___ Brano ___

Ad agosto 2015 è stata approvata la prima legge nazionale sull’autismo. Il Presidente del Senato Pietro Grasso ha commentato così il traguardo raggiunto: “Il 2 aprile scorso abbiamo illuminato Palazzo Madama di blu, aderendo alla Giornata Mondiale della consapevolezza dell’autismo; oggi, anche grazie alla mia decisione di assegnare il DDL alla Commissione Sanità per rendere più rapido il suo iter, sono felice che sia stato definitivamente approvato all’unanimità. Abbiamo così, deciso di attuare interventi che garantiranno una maggiore tutela della salute, il miglioramento delle condizioni di vita delle persone autistiche ed il loro inserimento nella vita sociale.”
La nuova legge
La nuova legge riconosce l’importanza dell’autismo, i cui casi sono aumentati negli ultimi decenni e che in Italia coinvolge oltre 350mila famiglie. La legge prevede l’inserimento dei trattamenti per l’autismo nei livelli essenziali di assistenza, così da garantire terapie e servizi uniformi in tutte le regioni italiane in modalità gratuita o dietro pagamento di una quota del ticket sanitario. I Lea contengono misure che definiscono:
- servizi sia in ambito domiciliare che ambulatoriale
- la diagnosi precoce del disturbo
- un programma terapeutico riabilitativo personalizzato,
- un training della famiglia
- una collaborazione con le scuole.
Il miglioramento della ricerca e l’aggiornamento continuo delle linee guida per la prevenzione, la diagnosi e la cura delle patologie legate allo spettro autistico sono gli altri punti fondamentali del provvedimento. Tali accorgimenti non solo riguarderanno i bambini in età pediatrica (momento in cui la patologia si manifesta) ma si estenderanno anche alle fasi di vita successive, l’adolescenza e l’età adulta.

___ Dati archiviati ___

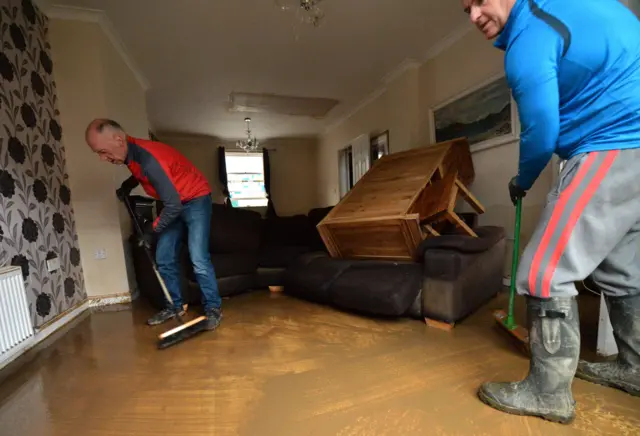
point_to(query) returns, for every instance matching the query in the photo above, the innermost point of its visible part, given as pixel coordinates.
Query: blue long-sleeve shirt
(573, 67)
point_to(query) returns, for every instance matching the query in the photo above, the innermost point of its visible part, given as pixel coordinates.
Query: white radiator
(16, 330)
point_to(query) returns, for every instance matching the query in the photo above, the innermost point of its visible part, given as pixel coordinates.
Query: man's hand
(515, 191)
(122, 193)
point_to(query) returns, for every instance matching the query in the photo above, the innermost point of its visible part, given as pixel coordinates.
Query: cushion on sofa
(287, 231)
(488, 236)
(378, 288)
(457, 252)
(234, 230)
(311, 276)
(274, 256)
(227, 265)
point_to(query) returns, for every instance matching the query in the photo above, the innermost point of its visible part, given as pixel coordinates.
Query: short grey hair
(111, 124)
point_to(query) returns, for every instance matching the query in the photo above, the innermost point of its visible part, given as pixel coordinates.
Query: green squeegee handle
(514, 265)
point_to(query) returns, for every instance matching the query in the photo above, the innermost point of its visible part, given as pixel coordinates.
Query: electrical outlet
(53, 264)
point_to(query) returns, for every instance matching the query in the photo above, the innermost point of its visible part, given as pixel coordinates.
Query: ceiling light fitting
(307, 11)
(251, 143)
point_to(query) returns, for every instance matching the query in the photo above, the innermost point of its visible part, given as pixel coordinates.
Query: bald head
(107, 139)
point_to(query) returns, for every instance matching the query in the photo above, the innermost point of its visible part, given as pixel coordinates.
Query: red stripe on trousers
(573, 219)
(555, 218)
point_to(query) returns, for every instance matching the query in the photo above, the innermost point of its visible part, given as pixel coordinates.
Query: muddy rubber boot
(554, 340)
(624, 372)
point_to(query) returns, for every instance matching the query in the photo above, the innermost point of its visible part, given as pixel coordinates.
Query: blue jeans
(196, 216)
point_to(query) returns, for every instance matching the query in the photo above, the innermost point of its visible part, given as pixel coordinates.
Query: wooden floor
(280, 366)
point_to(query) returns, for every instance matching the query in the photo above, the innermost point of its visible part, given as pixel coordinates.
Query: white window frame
(259, 201)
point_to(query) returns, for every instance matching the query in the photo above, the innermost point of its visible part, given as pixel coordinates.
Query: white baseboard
(109, 300)
(50, 329)
(42, 334)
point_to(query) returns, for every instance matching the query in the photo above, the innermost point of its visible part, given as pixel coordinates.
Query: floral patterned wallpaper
(36, 217)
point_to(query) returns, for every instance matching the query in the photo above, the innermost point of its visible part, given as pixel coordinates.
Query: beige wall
(92, 82)
(404, 109)
(293, 168)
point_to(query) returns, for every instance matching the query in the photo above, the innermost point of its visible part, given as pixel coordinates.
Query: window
(345, 164)
(245, 178)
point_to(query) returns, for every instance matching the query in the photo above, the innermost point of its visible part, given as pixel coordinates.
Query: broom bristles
(182, 332)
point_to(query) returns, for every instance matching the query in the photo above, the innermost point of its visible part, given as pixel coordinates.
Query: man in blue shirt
(574, 70)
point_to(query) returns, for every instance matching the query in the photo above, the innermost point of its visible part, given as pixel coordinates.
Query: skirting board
(108, 300)
(45, 332)
(61, 321)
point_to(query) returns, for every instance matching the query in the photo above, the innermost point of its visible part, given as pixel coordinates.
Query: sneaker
(163, 316)
(214, 316)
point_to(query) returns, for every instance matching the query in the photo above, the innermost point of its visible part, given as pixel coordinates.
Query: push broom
(507, 320)
(185, 330)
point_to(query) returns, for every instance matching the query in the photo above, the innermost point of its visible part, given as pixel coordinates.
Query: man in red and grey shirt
(168, 176)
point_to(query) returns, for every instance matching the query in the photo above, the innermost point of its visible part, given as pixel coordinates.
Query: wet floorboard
(281, 366)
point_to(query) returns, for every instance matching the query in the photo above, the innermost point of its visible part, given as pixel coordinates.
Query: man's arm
(532, 73)
(172, 205)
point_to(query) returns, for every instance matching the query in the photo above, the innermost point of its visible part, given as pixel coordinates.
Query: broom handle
(151, 259)
(514, 264)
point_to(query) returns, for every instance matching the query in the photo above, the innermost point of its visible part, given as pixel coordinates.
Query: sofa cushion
(488, 236)
(378, 287)
(287, 231)
(274, 256)
(456, 253)
(227, 265)
(234, 230)
(312, 275)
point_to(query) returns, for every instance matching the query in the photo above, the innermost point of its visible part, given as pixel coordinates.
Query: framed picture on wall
(485, 114)
(379, 146)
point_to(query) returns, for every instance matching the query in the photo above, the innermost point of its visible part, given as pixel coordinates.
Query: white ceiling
(195, 52)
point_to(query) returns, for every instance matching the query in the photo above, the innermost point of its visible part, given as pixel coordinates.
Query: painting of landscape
(484, 114)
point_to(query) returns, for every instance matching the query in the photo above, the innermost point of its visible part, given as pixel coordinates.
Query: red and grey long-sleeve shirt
(165, 175)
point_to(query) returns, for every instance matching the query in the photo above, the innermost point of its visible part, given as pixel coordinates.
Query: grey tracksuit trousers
(589, 226)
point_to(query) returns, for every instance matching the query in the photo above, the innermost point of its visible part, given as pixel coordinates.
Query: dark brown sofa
(452, 277)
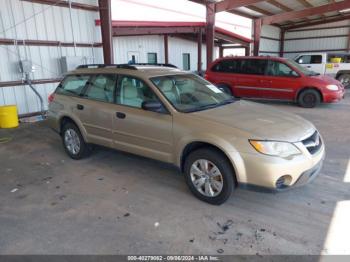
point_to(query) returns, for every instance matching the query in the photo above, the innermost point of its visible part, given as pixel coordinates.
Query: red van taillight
(51, 97)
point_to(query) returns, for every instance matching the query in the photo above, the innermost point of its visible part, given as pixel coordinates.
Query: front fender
(226, 147)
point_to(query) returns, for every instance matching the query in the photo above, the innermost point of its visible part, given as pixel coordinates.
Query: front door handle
(120, 115)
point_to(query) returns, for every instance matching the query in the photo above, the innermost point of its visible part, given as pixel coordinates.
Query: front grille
(313, 143)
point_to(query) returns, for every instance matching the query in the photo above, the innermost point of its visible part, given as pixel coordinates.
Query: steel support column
(106, 30)
(199, 48)
(221, 51)
(283, 33)
(166, 49)
(209, 34)
(257, 34)
(247, 50)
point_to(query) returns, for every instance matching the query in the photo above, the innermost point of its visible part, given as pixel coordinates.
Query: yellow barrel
(8, 116)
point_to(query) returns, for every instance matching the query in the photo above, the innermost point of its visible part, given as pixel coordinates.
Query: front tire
(209, 176)
(309, 98)
(73, 142)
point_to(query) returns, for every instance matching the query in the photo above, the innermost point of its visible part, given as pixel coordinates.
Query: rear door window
(227, 66)
(133, 92)
(309, 59)
(253, 66)
(280, 69)
(73, 85)
(102, 88)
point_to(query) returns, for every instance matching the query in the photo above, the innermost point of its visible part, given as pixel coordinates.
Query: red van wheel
(309, 98)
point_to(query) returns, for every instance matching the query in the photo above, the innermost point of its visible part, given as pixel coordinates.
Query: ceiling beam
(232, 4)
(306, 12)
(309, 5)
(240, 13)
(125, 31)
(318, 22)
(280, 5)
(259, 10)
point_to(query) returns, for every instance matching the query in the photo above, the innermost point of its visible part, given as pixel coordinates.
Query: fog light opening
(283, 181)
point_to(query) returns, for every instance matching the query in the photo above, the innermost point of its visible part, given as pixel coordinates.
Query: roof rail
(123, 66)
(150, 64)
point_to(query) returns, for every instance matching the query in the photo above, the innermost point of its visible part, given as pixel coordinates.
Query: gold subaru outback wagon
(160, 112)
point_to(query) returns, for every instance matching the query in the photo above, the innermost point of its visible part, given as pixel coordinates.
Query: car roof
(141, 71)
(275, 58)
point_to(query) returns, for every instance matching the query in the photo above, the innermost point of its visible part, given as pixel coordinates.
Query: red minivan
(273, 78)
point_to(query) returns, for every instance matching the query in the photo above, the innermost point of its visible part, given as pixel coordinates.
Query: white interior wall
(25, 20)
(155, 44)
(295, 47)
(268, 46)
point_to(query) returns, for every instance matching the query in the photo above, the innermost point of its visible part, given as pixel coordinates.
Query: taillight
(51, 97)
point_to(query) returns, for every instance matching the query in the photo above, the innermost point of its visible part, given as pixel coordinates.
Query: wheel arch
(308, 88)
(195, 145)
(342, 72)
(66, 119)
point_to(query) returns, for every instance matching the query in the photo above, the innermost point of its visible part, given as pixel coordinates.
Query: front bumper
(330, 97)
(264, 172)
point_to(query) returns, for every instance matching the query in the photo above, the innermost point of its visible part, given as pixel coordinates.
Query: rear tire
(345, 80)
(209, 175)
(73, 142)
(309, 98)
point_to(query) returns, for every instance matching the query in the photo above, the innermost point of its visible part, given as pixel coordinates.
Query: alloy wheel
(206, 178)
(72, 141)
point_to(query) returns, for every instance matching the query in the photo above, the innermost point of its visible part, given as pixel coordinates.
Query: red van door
(283, 81)
(251, 79)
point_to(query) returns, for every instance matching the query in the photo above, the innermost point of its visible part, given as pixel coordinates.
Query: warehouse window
(73, 84)
(310, 59)
(152, 58)
(102, 88)
(186, 61)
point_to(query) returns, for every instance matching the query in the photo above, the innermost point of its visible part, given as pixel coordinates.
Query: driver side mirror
(153, 106)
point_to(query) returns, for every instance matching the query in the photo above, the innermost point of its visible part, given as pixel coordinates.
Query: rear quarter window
(73, 85)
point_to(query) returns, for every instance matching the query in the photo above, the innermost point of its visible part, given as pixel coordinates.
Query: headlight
(273, 148)
(332, 87)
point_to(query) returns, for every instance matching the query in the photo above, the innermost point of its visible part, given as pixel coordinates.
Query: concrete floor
(117, 203)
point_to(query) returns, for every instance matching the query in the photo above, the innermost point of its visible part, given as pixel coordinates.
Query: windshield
(190, 93)
(302, 69)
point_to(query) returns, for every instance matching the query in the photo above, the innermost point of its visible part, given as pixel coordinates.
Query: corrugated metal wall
(319, 39)
(24, 20)
(269, 42)
(155, 44)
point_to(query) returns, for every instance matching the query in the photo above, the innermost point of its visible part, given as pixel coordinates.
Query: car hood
(260, 121)
(327, 80)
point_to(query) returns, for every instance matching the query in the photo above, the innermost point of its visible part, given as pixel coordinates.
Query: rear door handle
(120, 115)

___

Compiti da svolgere:
1 - Rispondi a queste domande sul brano sulla legge sull'autismo:
(a) In quale giorno, secondo il Presidente del Senato, Palazzo Madama è stato illuminato di blu?
(b) Quante famiglie coinvolge l'autismo in Italia?
(c) A quali fasi di vita successive si estenderanno gli accorgimenti previsti dal provvedimento?
2 - Prosegui il brano sulla legge sull'autismo a partire dalla sua ultima frase.

Risposte ai compiti:
1 -
(a) Il 2 aprile.
(b) Oltre 350mila famiglie.
(c) L'adolescenza e l'età adulta.

2 -
Le critiche
Le principali critiche arrivano dal M5S, che denuncia l’insufficienza qualitativa e quantitativa delle decisioni prese. “La legge appena approvata non è risolutiva per le famiglie con bambini autistici.”
La maggioranza, dopo essersi riempita la bocca di belle parole e false promesse, alla fine ha deciso di fare una legge a costo zero, senza stanziare fondi”, affermano le senatrici Manuela Serra e Paola Taverna. “Così oggi ci ritroviamo con un provvedimento pieno di buoni propositi, ma insufficiente nei contenuti e nei risultati e per questo in commissione abbiamo scelto di astenerci.”
Dall’attuazione delle legge, infatti, non devono derivare spese per lo Stato. Saranno quindi le amministrazioni interessate a provvedervi con le proprie risorse umane, finanziarie e tecniche. Tuttavia, le regioni che non garantiranno gli interventi adeguati non accederanno ai finanziamenti integrativi previsti dal Fondo sanitario.
Più cure, più diagnosi, più ricerca…ma come si fa senza fondi?